_AIM OF THE EXERCISE_
Take the material and output all of it exactly.

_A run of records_

--- begin ---

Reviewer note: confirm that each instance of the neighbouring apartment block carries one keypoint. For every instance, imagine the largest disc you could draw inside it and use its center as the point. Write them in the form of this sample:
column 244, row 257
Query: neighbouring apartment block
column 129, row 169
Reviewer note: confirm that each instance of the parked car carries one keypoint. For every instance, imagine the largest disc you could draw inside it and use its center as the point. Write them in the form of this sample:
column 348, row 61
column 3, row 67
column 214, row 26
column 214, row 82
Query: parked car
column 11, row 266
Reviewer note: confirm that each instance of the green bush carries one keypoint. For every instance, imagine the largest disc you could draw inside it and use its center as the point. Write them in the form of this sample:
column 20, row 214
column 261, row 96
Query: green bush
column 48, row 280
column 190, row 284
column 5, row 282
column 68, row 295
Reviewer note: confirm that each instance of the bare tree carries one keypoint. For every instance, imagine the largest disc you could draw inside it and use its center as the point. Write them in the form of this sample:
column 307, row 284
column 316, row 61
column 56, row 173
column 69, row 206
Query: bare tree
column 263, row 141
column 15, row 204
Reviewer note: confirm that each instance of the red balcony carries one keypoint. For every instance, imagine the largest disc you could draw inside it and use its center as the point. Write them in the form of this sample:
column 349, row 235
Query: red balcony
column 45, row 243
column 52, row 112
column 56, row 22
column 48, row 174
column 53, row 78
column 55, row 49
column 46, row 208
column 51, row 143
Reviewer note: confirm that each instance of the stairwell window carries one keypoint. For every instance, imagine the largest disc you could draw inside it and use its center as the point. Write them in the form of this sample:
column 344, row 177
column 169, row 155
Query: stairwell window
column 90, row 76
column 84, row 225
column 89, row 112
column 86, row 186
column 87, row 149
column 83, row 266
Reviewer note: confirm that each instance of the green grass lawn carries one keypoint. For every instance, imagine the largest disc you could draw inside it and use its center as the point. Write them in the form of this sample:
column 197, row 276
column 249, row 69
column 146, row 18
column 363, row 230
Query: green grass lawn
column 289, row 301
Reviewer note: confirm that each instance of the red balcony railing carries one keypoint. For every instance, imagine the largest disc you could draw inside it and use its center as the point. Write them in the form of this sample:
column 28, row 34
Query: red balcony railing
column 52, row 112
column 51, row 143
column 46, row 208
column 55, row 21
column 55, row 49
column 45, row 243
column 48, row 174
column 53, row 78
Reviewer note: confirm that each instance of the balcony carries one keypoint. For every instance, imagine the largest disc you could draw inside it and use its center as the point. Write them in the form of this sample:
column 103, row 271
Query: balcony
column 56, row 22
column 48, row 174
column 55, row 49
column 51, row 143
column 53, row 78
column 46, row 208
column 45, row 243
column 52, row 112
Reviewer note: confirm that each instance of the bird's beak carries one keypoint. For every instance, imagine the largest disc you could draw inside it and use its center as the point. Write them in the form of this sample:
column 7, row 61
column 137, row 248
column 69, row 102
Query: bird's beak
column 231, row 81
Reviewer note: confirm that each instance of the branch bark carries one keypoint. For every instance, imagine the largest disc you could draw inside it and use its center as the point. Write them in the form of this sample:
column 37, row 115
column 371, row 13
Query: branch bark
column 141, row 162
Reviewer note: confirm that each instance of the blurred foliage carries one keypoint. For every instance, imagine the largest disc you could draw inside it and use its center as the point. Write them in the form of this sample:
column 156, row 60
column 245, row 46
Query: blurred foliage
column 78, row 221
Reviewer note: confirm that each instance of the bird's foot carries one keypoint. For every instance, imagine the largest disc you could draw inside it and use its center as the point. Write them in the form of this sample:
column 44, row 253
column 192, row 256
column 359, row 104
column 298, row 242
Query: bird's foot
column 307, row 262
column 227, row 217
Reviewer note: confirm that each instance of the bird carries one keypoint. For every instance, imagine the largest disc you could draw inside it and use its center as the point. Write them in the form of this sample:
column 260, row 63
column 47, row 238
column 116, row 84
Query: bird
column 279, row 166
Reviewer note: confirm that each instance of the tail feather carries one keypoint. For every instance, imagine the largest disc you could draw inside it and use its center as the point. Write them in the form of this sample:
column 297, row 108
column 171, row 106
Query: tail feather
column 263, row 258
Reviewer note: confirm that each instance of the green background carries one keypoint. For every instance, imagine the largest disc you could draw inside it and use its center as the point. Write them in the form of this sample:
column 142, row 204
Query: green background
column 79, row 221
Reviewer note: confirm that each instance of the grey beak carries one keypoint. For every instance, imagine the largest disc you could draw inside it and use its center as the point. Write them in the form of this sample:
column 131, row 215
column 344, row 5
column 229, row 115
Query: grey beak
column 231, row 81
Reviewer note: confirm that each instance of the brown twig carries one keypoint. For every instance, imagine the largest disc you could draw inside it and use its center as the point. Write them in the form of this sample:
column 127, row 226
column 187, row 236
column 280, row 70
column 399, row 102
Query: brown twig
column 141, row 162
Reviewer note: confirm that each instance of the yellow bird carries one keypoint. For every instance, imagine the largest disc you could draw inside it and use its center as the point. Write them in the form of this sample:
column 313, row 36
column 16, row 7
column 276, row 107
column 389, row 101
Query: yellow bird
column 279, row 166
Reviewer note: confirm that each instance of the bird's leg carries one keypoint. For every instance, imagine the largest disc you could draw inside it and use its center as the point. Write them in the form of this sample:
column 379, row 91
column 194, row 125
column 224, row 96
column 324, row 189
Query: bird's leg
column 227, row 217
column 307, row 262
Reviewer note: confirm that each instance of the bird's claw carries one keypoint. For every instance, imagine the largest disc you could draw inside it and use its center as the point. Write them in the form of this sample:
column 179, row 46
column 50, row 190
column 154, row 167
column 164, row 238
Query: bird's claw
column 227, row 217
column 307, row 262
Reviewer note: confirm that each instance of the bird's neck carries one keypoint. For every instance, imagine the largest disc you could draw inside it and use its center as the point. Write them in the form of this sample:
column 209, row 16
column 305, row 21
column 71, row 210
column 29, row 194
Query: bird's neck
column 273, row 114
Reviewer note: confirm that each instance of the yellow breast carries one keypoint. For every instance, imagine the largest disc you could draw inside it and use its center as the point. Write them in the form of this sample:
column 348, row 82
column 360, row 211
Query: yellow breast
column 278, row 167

--- end ---

_EXPECTED OUTPUT_
Reviewer note: confirm that each instance of the neighbouring apartment block carries one keypoint. For every instance, imagine the largest disc you could draw inside it and use its center as the point. Write them in the form of this sample:
column 244, row 257
Query: neighbouring apartment block
column 129, row 169
Reviewer note: confirm that each instance of the parked car carries one keypoint. For every instance, imagine the largest disc you could draw inside it and use its center as the point. Write them in the form of this sample:
column 348, row 61
column 3, row 67
column 214, row 26
column 214, row 82
Query: parked car
column 11, row 266
Reviewer note: confirm that each instance of the green bush carries one keypoint. For every instance, imagine the largest disc you could draw inside it and use its center as the point. Write them in the form of this sample:
column 20, row 214
column 261, row 96
Query: green bush
column 48, row 280
column 190, row 284
column 5, row 282
column 68, row 295
Reviewer note: confirm that each instance of the bare tree carries one keypoint. For every instance, imagine the largest disc you could draw inside it and use its center as the point. Write them in the form of this sample:
column 307, row 284
column 316, row 61
column 56, row 173
column 69, row 206
Query: bare tree
column 263, row 141
column 15, row 204
Reviewer note: confirm that each instance of the red balcony carries one keypoint. For every instance, imagine the largest disc you could draw inside it and use its center as the point. Write them in the form of this sample:
column 349, row 235
Query: red balcony
column 45, row 243
column 52, row 112
column 56, row 22
column 48, row 174
column 53, row 78
column 55, row 49
column 46, row 208
column 51, row 143
Reviewer note: confirm that each instance of the stairwell window carries one keypoint. For every instance, imagine the largest disc you could draw inside it and use its center as the point. Write them in the form of this sample:
column 344, row 177
column 169, row 155
Query: stairwell window
column 90, row 76
column 84, row 225
column 89, row 112
column 86, row 186
column 87, row 149
column 83, row 266
Reviewer note: confirm that each instance of the green grass lawn carries one keypoint. For every instance, imagine the largest disc you could draw inside it and use its center as the point. Write them in the form of this sample:
column 197, row 276
column 249, row 69
column 146, row 18
column 363, row 230
Query: green grass lawn
column 289, row 301
Reviewer note: confirm that each instance of the red balcony railing carries one keypoint. For every instance, imagine the largest disc you could draw inside it and use its center as the point. Write them in the form of this sample:
column 28, row 34
Query: red balcony railing
column 52, row 112
column 51, row 143
column 46, row 208
column 55, row 21
column 55, row 49
column 45, row 243
column 48, row 174
column 53, row 78
Reviewer note: confirm that each instance of the balcony carries one keypoint. For every instance, imagine the largest disc you could draw inside it and use its center as the point. Write them in the form of this sample:
column 103, row 271
Query: balcony
column 56, row 22
column 48, row 174
column 55, row 49
column 51, row 143
column 53, row 78
column 46, row 208
column 45, row 243
column 52, row 112
Reviewer note: confirm that each instance of the bird's beak carries one keypoint. For every instance, imagine the largest disc you could draw inside it and use its center as the point. Write them in the form of this sample:
column 7, row 61
column 137, row 248
column 69, row 102
Query: bird's beak
column 231, row 81
Reviewer note: confirm that each instance of the branch bark carries one keypoint. For every instance, imagine the largest disc you could draw inside it and use its center as the point. Write them in the form of this sample:
column 37, row 115
column 371, row 13
Query: branch bark
column 141, row 162
Reviewer note: confirm that each instance of the blurred foliage carries one keypoint. For every instance, imagine the largest disc you could draw inside it and use its center as the point. Write them in the form of this sample:
column 156, row 60
column 245, row 46
Query: blurred foliage
column 78, row 221
Reviewer note: confirm that each instance of the bird's foot carries one keypoint. For every instance, imagine the largest disc you could draw inside it and use its center as the point. Write them in the form of this sample:
column 44, row 253
column 192, row 256
column 359, row 104
column 298, row 242
Query: bird's foot
column 307, row 262
column 227, row 217
Reviewer note: confirm that each instance of the bird carries one keypoint. For every instance, imagine the largest disc you could draw inside it and use its center as the point. Write them in the form of this sample:
column 260, row 63
column 47, row 238
column 116, row 84
Query: bird
column 279, row 166
Reviewer note: confirm that each instance of the tail feather carries one keypoint. For every instance, imagine the largest disc you could draw inside it and use its center as the point. Write them in the form of this sample:
column 297, row 108
column 171, row 106
Query: tail feather
column 263, row 258
Reviewer note: confirm that each instance of the green background carries one keypoint. For every instance, imagine the largest disc you could draw inside it and use its center as the point. Write them in the form of this sample:
column 142, row 204
Query: green background
column 79, row 221
Reviewer note: confirm that each instance of the grey beak carries one keypoint. For every instance, imagine the largest disc you could draw inside it and use its center as the point. Write them in the form of this sample:
column 131, row 215
column 344, row 5
column 229, row 115
Query: grey beak
column 231, row 81
Reviewer note: confirm that each instance of the brown twig carries one keypoint. For every instance, imagine the largest disc you could draw inside it and use its center as the point. Write them in the form of this sample:
column 127, row 226
column 187, row 236
column 280, row 70
column 399, row 102
Query: brown twig
column 141, row 162
Reviewer note: confirm that each instance of the yellow bird carries one keypoint. For every instance, imagine the largest disc you could draw inside it and use its center as the point. Write them in the form of this sample:
column 313, row 36
column 16, row 7
column 276, row 107
column 389, row 101
Query: yellow bird
column 279, row 166
Reviewer note: confirm that each instance of the bird's leg carries one keypoint. For every instance, imagine the largest disc you could draw inside it and use its center as the point. Write them in the form of this sample:
column 379, row 91
column 194, row 125
column 224, row 96
column 324, row 189
Query: bird's leg
column 227, row 217
column 307, row 262
Reviewer note: confirm that each instance of the bird's claw carries one keypoint. For every instance, imagine the largest disc you could draw inside it and use its center as the point. Write them in the form of this sample:
column 179, row 46
column 50, row 190
column 154, row 167
column 164, row 238
Query: bird's claw
column 227, row 217
column 307, row 262
Reviewer note: confirm that each instance of the bird's neck carries one keypoint. For every instance, imagine the largest disc you could draw inside it and use its center as the point. Write them in the form of this sample:
column 209, row 16
column 305, row 21
column 71, row 210
column 29, row 194
Query: bird's neck
column 273, row 114
Reviewer note: confirm that each instance of the yellow breast carries one keypoint. For every instance, imagine the largest disc you could draw inside it and use its center as the point. Write them in the form of this sample:
column 348, row 82
column 360, row 211
Query: yellow breast
column 278, row 167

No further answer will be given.